(Referring expression pointing data)
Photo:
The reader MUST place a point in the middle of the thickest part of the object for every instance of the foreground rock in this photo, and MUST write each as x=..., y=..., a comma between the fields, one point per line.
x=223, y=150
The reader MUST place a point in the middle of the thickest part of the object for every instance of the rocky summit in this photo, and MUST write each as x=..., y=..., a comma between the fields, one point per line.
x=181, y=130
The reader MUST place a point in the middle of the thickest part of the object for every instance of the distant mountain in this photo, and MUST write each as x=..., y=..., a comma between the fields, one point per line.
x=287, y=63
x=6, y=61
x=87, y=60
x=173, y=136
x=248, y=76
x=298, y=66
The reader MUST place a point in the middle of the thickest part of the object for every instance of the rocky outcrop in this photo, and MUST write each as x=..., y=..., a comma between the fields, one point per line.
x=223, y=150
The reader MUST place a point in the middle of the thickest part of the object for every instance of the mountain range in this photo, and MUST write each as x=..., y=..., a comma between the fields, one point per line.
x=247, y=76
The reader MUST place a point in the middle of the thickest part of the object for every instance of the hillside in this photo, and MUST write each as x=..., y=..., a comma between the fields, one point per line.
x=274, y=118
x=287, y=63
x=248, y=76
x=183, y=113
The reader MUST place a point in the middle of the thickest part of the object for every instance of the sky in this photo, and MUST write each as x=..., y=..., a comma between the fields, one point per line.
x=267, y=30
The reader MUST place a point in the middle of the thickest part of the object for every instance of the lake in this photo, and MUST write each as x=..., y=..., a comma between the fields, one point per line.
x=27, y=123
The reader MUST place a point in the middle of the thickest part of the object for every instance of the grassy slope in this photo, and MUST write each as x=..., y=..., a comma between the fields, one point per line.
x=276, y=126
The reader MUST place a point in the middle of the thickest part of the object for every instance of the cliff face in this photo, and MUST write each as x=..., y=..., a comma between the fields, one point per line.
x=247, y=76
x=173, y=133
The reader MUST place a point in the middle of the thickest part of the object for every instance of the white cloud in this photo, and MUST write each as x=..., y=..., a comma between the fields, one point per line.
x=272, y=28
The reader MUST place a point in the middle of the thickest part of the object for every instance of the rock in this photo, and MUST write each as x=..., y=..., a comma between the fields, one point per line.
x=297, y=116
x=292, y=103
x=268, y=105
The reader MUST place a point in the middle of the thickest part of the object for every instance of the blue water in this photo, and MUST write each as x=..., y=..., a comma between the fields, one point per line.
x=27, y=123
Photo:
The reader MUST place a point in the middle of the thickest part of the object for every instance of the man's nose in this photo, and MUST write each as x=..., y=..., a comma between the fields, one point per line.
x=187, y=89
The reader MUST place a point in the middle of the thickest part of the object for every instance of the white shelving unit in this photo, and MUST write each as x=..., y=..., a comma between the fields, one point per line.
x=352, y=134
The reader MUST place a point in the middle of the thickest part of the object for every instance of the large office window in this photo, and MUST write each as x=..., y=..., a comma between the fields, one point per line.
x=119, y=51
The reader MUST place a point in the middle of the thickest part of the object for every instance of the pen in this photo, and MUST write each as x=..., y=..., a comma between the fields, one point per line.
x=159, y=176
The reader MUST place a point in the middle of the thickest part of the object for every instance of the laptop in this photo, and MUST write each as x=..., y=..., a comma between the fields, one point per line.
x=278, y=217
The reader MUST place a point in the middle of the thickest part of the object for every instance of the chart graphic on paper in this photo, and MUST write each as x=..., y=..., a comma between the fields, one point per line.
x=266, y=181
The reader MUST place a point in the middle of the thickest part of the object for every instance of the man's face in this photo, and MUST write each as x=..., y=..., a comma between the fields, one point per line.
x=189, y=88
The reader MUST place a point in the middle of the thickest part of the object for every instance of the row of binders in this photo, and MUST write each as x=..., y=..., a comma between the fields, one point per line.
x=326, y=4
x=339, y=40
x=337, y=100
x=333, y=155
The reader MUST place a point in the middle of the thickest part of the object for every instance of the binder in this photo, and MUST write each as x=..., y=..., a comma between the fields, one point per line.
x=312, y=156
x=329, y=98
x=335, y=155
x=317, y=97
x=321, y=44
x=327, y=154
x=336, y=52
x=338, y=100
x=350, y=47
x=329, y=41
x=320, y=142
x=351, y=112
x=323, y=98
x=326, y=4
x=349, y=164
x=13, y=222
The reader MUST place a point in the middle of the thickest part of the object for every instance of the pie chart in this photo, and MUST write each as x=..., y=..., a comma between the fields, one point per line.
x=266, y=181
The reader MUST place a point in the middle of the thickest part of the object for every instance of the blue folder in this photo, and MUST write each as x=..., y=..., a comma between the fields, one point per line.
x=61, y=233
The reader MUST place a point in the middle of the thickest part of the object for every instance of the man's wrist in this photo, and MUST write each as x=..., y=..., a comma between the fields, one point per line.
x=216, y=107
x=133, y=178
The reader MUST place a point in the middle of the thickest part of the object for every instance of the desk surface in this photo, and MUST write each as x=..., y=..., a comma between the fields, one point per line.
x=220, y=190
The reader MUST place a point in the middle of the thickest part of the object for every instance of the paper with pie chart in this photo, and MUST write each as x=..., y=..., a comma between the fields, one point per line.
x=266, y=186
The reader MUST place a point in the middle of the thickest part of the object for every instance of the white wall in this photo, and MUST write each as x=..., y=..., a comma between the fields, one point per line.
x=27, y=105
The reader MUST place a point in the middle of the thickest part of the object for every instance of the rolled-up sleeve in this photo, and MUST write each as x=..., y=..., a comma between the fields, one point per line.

What you should do: In full and exactly as written, reproduce the records above.

Expected answer:
Photo:
The reader MUST place a point in the middle of the thickest part of the object for every instance of the foreground rock in this photo, and MUST write each as x=..., y=..., a comma between the fields, one point per line.
x=223, y=150
The reader MUST place a point in the middle of the thickest part of the object for every instance of the rocky summit in this photo, and MUST write each as x=..., y=..., a comma between the fields, one point per line.
x=181, y=130
The reader MUST place a point in the middle of the thickest part of the object for every instance of the distant mountain in this photo, and MUST write each as x=..., y=..., a comma between the fields, one point per line.
x=287, y=63
x=6, y=61
x=87, y=60
x=173, y=136
x=248, y=76
x=298, y=66
The reader MUST place a point in the middle of the thickest part of the object for every instance of the rocky outcrop in this photo, and MUST write each as x=..., y=..., a comma between the fields, one point per line.
x=223, y=150
The reader MUST place a point in the middle of the thickest part of the object for every instance of the mountain range in this photo, and MUST write each as x=..., y=..., a comma between the fields, one point per line.
x=247, y=76
The reader MUST place a point in the middle of the thickest part of the object for every instance of the hillside in this photo, and MUST write each as x=..., y=..., a comma between the fields, one point per line.
x=274, y=118
x=287, y=63
x=248, y=76
x=183, y=113
The reader MUST place a point in the middle of the thickest part of the object for every instance of the sky in this photo, and MUST write each as x=..., y=..., a comma between the fields, one point per line.
x=267, y=30
The reader MUST place a point in the middle of the thickest part of the object for every instance of the lake in this photo, and MUST write each as x=..., y=..., a comma between the fields, one point per line.
x=27, y=123
The reader MUST place a point in the middle of the thickest part of the object for every instance of the grassy slope in this photo, and MUST write each as x=..., y=..., a comma between the fields, one point per line.
x=276, y=126
The reader MUST place a point in the middle of the thickest part of the object for every instance of the cliff face in this photo, and MUST write each as x=..., y=..., a comma between the fields, one point per line.
x=247, y=76
x=173, y=133
The reader MUST place a point in the middle of the thickest part of the object for every instance of the white cloud in this photo, and MUST write each as x=..., y=..., a comma between the fields, one point per line.
x=272, y=28
The reader MUST place a point in the middle of the thickest part of the object for every instance of the rock in this photo, and MUST write each as x=..., y=..., a comma between the fields, one point per line.
x=297, y=116
x=292, y=103
x=268, y=105
The reader MUST place a point in the middle of the thickest part of the object for every instance of the blue water in this photo, and MUST write each as x=..., y=..., a comma between the fields, one point per line.
x=27, y=123
Photo:
The reader MUST place a point in the middle of the thickest part of the object for every instance of the man's nose in this photo, and MUST write each as x=..., y=..., a comma between the fields, one point per line.
x=187, y=89
The reader MUST place a point in the middle of the thickest part of the object for every instance of the white shelving unit in this photo, and MUST write each as x=..., y=..., a comma between the fields, one point per line.
x=352, y=134
The reader MUST place a point in the middle of the thickest part of the object for every instance of the large office window in this photo, and MUST write each as x=..., y=..., a comma between the fields, one point per line.
x=119, y=51
The reader MUST place a point in the middle of the thickest part of the object for every instance of the pen in this photo, and MUST write each as x=..., y=..., a comma between the fields, one point per line.
x=159, y=176
The reader MUST place a point in the middle of the thickest part of the object for every instance of the laptop in this photo, and MUST write each as x=..., y=..., a comma between the fields, one point per line.
x=278, y=217
The reader MUST place a point in the middle of the thickest part of the object for every instance of the chart graphic on paper in this photo, and MUST write each as x=..., y=..., a comma between the fields, one point per line.
x=266, y=181
The reader MUST place a point in the middle of the thickest part of the object for every instance of the man's face in this photo, and MUST write each as x=..., y=..., a comma between the fields, one point per line.
x=189, y=88
The reader MUST place a point in the middle of the thickest part of the object for every instance of the row of binders in this photo, and MUST write each as x=..., y=..., a comma between the fields, one point per line.
x=326, y=4
x=339, y=40
x=337, y=100
x=333, y=155
The reader MUST place a point in the middle of the thickest part of the object for every instance of the binder in this photo, and MUST write each as x=..., y=..., a comma between the fields, one point per line.
x=312, y=156
x=329, y=98
x=335, y=155
x=317, y=97
x=321, y=44
x=327, y=154
x=336, y=52
x=338, y=100
x=350, y=47
x=329, y=41
x=320, y=142
x=351, y=112
x=323, y=98
x=326, y=4
x=349, y=164
x=13, y=222
The reader MUST place a point in the middle of the thickest part of the object for every instance of the pie chart in this photo, and MUST write each as x=..., y=..., a comma between the fields, one point per line.
x=266, y=181
The reader MUST place a point in the middle of the thickest part of the object for every instance of the blue folder in this photo, and MUST write each as x=..., y=..., a comma between the fields, one point per line.
x=61, y=233
The reader MUST place a point in the middle of the thickest part of the object for every instance of the man's wrist in this photo, and MUST write each as x=..., y=..., a comma between the fields, one point per line.
x=216, y=107
x=133, y=178
The reader MUST place a point in the middle of the thickest part of the object for every instance of the desk surface in this photo, and MUST write each as x=..., y=..., a comma between the fields, one point per line.
x=220, y=190
The reader MUST place a point in the middle of the thickest part of the object for every instance of the paper with pie chart in this photo, and MUST write each as x=..., y=..., a comma between the fields, one point per line.
x=266, y=186
The reader MUST place a point in the middle of the thickest part of the object for every instance of the white wall in this photo, and MUST write each as x=..., y=..., a comma between the fields, one point per line.
x=27, y=105
The reader MUST place a point in the middle of the thickest part of the object for every instance of the rolled-up sleeve in this photo, and MUST write each as x=..., y=..., a comma between the fields, one point per line.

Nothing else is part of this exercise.